Comment l’état sauvage est-il entré dans la ville ? Comment la ville est-elle redéfinie par le virtuel ? Jusqu’où les médias et la publicité investiront-ils l’espace public ? Jusqu’où iront les limites de la ville ? Autrement dit : l’urbain de demain ressemblera-t-il à nos villes d’aujourd’hui ? Avec Stefano Boeri, Sanford Kwinter et l’architecte néerlandais Rem Koolhaas, analystes respectifs de l’urbain européen, américain et autre, l’exposition Mutations se propose d’interroger les transformations de l’espace public urbanisé.

Avant tout, il faut dire que c’est une exposition dont il est difficile de parler ; ensuite que c’est une très belle exposition ; enfin, que c’est une exposition qui n’est pas accompagnée d’un catalogue, mais d’un ouvrage de référence qui est accompagné d’une mise en espace, à Bordeaux, jusqu’à la fin du mois de mars 2001. Une odyssée de l’espace sur l’odyssée de l’espace que la parataxe « monde = ville », sorte de slogan-raccourci clavier, résume comme le principal « effet Kiss-Koolhaas ».

------------------------------------------------

Tâches à accomplir »
1) Extrayez du texte sur l'exposition Mutations le passage qui s'ouvre sur les mots contenant « Comment l’état sauvage » et se referme sur « l’espace public urbanisé. ».
2) Traduisez en anglais la phrase suivante, tirée du texte sur l'exposition Mutations : « Avec Stefano Boeri, Sanford Kwinter et l'architecte néerlandais Rem Koolhaas, analystes respectifs de l'urbain européen, américain et autre, l'exposition Mutations se propose d'interroger les transformations de l'espace public urbanisé. »
3) Répondez aux questions suivantes d'après le texte sur l'exposition Mutations.
(a) Quelle est la nationalité de l'architecte Rem Koolhaas ?
(b) Dans quelle ville a lieu la mise en espace qui accompagne l'ouvrage de référence ?
(c) Jusqu'à quand cette mise en espace est-elle présentée ?

Données fournies »

------------------------------------------------

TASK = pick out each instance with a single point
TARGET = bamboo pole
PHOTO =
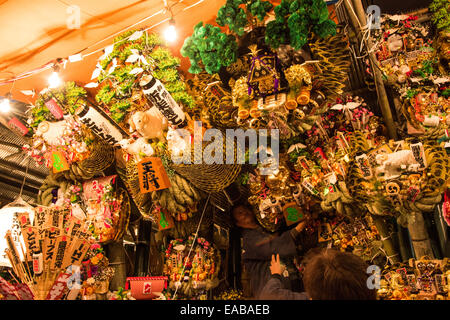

------------------------------------------------

Réponses aux tâches »
1)
Comment l’état sauvage est-il entré dans la ville ? Comment la ville est-elle redéfinie par le virtuel ? Jusqu’où les médias et la publicité investiront-ils l’espace public ? Jusqu’où iront les limites de la ville ? Autrement dit : l’urbain de demain ressemblera-t-il à nos villes d’aujourd’hui ? Avec Stefano Boeri, Sanford Kwinter et l’architecte néerlandais Rem Koolhaas, analystes respectifs de l’urbain européen, américain et autre, l’exposition Mutations se propose d’interroger les transformations de l’espace public urbanisé.

2) With Stefano Boeri, Sanford Kwinter and the Dutch architect Rem Koolhaas, respective analysts of the European, American and other urban realm, the Mutations exhibition sets out to examine the transformations of urbanized public space.

3)
(a) Il est néerlandais.
(b) À Bordeaux.
(c) Jusqu'à la fin du mois de mars 2001.